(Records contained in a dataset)
++++++++

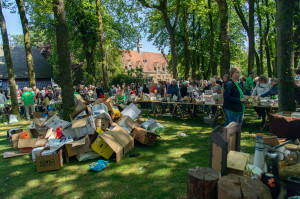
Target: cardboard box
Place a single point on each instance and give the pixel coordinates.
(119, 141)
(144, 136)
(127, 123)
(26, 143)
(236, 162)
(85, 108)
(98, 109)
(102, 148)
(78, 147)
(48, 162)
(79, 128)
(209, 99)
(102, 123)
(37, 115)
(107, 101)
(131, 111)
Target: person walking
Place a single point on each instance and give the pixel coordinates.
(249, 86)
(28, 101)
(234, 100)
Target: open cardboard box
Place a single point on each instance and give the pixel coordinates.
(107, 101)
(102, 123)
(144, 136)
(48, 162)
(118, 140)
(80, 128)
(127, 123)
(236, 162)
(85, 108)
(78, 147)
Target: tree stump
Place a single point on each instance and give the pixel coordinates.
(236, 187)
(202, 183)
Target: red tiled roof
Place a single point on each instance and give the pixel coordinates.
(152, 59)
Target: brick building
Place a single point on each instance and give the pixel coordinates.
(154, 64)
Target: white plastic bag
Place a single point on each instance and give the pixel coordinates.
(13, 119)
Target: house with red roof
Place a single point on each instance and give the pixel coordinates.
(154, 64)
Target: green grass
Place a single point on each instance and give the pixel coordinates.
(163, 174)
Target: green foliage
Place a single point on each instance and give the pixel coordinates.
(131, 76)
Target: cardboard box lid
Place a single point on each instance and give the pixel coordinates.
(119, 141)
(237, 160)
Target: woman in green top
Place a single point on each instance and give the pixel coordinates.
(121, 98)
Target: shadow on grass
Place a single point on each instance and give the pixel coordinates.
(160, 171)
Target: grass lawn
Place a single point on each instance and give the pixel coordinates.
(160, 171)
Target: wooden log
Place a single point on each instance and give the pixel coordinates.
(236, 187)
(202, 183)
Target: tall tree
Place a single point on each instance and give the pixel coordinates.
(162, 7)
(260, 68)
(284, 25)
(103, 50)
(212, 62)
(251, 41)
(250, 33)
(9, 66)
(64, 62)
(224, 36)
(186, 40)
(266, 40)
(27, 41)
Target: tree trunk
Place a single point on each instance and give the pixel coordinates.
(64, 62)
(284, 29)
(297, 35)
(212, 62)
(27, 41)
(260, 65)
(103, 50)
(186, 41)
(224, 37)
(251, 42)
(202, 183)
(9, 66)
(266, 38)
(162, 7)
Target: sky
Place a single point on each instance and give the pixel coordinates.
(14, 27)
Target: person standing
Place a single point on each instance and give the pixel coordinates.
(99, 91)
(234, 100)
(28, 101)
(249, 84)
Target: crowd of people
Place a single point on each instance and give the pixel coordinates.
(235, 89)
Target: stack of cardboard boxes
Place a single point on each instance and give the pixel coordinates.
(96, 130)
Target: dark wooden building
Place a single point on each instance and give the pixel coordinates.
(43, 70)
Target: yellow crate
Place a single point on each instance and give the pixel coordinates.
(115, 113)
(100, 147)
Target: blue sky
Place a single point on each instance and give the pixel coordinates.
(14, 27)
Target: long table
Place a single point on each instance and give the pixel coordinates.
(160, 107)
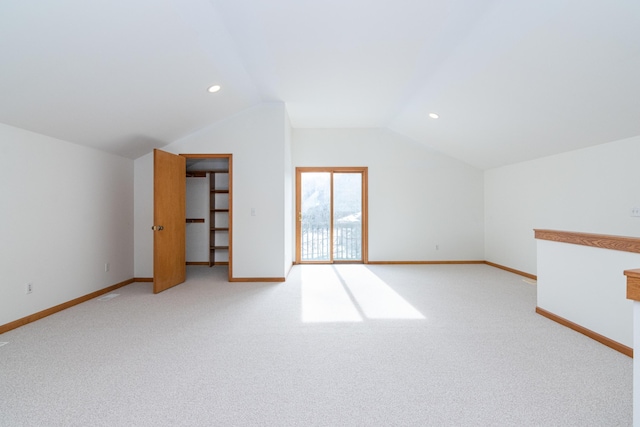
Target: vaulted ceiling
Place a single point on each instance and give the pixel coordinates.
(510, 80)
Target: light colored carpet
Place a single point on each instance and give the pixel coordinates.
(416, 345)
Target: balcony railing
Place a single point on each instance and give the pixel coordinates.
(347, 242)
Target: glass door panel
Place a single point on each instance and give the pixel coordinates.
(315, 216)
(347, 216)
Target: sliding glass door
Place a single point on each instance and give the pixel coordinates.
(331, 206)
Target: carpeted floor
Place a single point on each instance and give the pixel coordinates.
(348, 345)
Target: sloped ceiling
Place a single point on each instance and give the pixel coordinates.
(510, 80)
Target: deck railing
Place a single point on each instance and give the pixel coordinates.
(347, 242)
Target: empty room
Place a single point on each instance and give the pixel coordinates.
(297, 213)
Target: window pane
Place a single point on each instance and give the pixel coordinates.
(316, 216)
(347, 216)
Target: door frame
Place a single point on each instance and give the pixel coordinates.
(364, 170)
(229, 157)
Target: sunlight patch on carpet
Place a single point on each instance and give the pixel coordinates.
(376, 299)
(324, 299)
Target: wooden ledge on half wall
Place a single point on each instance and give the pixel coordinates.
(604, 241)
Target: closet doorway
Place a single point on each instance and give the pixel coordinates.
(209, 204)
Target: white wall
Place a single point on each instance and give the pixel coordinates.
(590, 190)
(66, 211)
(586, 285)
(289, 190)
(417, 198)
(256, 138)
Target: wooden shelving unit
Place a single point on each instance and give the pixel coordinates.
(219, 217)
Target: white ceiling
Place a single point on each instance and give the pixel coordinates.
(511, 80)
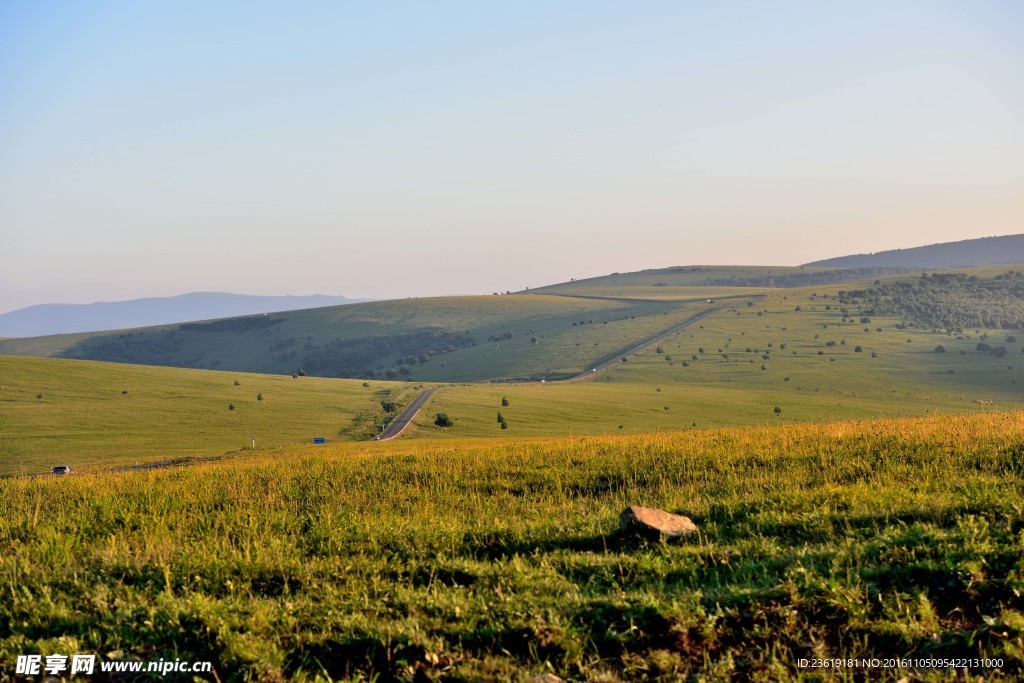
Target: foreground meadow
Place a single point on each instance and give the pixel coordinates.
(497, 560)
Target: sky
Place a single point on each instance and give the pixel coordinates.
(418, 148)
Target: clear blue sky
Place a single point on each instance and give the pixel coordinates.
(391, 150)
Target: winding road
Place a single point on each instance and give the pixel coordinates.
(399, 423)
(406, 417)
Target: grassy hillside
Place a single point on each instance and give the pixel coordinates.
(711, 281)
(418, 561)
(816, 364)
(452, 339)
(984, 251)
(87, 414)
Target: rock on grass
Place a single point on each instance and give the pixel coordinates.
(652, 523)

++++++++

WORK TO COMPLETE
Leaving aside the images, write out every entry above exactly.

ANSWER TO THE PROBLEM
Target: cardboard box
Place a single point on each instance and give the pixel coordinates.
(119, 141)
(144, 136)
(127, 123)
(26, 143)
(236, 162)
(85, 108)
(98, 109)
(102, 148)
(78, 147)
(48, 162)
(79, 128)
(209, 99)
(102, 123)
(37, 115)
(107, 101)
(131, 111)
Target: person walking
Place a single point on each instance and give the pixel coordinates.
(249, 86)
(28, 101)
(234, 100)
Target: open cardboard box
Place a single point on each instance and give the pixel coordinates.
(107, 101)
(102, 123)
(144, 136)
(48, 162)
(118, 140)
(80, 128)
(127, 123)
(236, 162)
(85, 108)
(78, 147)
Target: tree stump
Place a single point on each instance and give the pixel coordinates.
(236, 187)
(202, 183)
Target: red tiled roof
Place a single point on each instance and give the pixel coordinates.
(152, 59)
Target: brick building
Place a single point on each instance and give the pixel coordinates.
(154, 64)
Target: white plastic bag
Place a single point on each instance and give the pixel coordinates.
(13, 119)
Target: house with red roof
Place a single point on each instance and give the pixel coordinates.
(154, 64)
Target: green grass
Place a single point on each instance and give the pixel coordinates.
(163, 174)
Target: green foliage
Place a single point on each instance and give the pixel coordinates.
(131, 76)
Target: cardboard box lid
Place a single point on each instance and give the pixel coordinates.
(119, 141)
(237, 160)
Target: woman in green top
Place a single point on each instance and give the pixel coordinates.
(121, 98)
Target: shadow on grass
Place a single point on each instance and give the pixel coordinates.
(160, 171)
Target: grass lawn
Place a single point on each instance and give the pixel coordinates.
(160, 171)
Target: wooden log
Place a single point on each instance and give the pixel coordinates.
(236, 187)
(202, 183)
Target: tall tree
Place a single point on each instance and give the pixel coordinates.
(162, 7)
(260, 68)
(284, 25)
(103, 50)
(212, 62)
(251, 41)
(250, 33)
(9, 66)
(64, 62)
(224, 36)
(186, 40)
(266, 40)
(27, 41)
Target: tree trunk
Place a single point on each instance and give the pixel coordinates.
(64, 62)
(284, 29)
(297, 35)
(212, 62)
(27, 41)
(260, 65)
(103, 50)
(186, 41)
(224, 37)
(251, 42)
(202, 183)
(9, 66)
(266, 38)
(162, 7)
Target: sky
Place a single point on each instance and give the pixel coordinates.
(14, 27)
Target: person standing
Place a single point on each instance and give the pixel coordinates.
(99, 91)
(234, 100)
(28, 101)
(249, 84)
Target: crowd of people
Place a single point on each instance and give the pixel coordinates.
(235, 89)
Target: stack of cardboard boxes
Place a single point on each instance and give the pixel coordinates.
(96, 130)
Target: dark wooden building
Place a single point on each instance and give the pixel coordinates.
(43, 70)
Target: yellow crate
Place a single point on each instance and give the pixel coordinates.
(115, 113)
(100, 147)
Target: blue sky
Place a single point on each instance and give the pixel coordinates.
(14, 27)
Target: long table
Place a single point on each instance and give the pixel coordinates.
(160, 107)
Target: vaulted ceiling
Place a single point on each instance and give the pixel coordinates.
(510, 80)
Target: light colored carpet
Place a single point on each instance and give the pixel coordinates.
(416, 345)
Target: balcony railing
Place a single point on each instance and give the pixel coordinates.
(347, 242)
Target: glass door panel
Place a single point on each instance and give the pixel coordinates.
(315, 216)
(347, 216)
Target: sliding glass door
Place a single point on each instance and give the pixel coordinates.
(331, 206)
Target: carpeted floor
Place a single point on each instance and give the pixel coordinates.
(348, 345)
Target: sloped ceiling
Place a single point on each instance and give the pixel coordinates.
(510, 80)
Target: deck railing
Place a single point on each instance and give the pixel coordinates.
(347, 242)
Target: empty room
Place a single point on each instance and give the pixel coordinates.
(297, 213)
Target: window pane
Place a single point on each instance and give the pixel coordinates.
(316, 216)
(347, 216)
Target: door frame
Place a single point on each instance and give the pixel coordinates.
(364, 170)
(229, 157)
Target: sunlight patch on carpet
Place a single point on each instance and give the pixel coordinates.
(376, 299)
(324, 299)
Target: wooden ledge on half wall
Place a single point on each instance and give the pixel coordinates.
(604, 241)
Target: closet doorway
Place a single point on each instance and give the pixel coordinates.
(209, 204)
Target: white wall
Place a single point on each instance and give the pixel coordinates.
(590, 190)
(66, 211)
(586, 285)
(289, 190)
(417, 198)
(256, 138)
Target: wooden shelving unit
Place a single point on each instance and give the pixel coordinates.
(219, 217)
Target: white ceiling
Place a single point on each instance and give the pixel coordinates.
(511, 80)
Target: foreground meadow
Place a single point on each instance and give the pixel coordinates.
(497, 560)
Target: sky
Place a single point on each instance and give the pixel coordinates.
(418, 148)
Target: clear blue sky
Place a single point on each instance and give the pixel coordinates.
(391, 150)
Target: winding road
Place a single point on each instance and give the pixel coordinates.
(399, 423)
(406, 417)
Target: grassy hillside
Place a single point on each instance and give the pixel coordinates.
(711, 281)
(418, 561)
(816, 364)
(452, 339)
(984, 251)
(87, 414)
Target: rock on grass
Place a single point on each instance and give the pixel coordinates.
(652, 523)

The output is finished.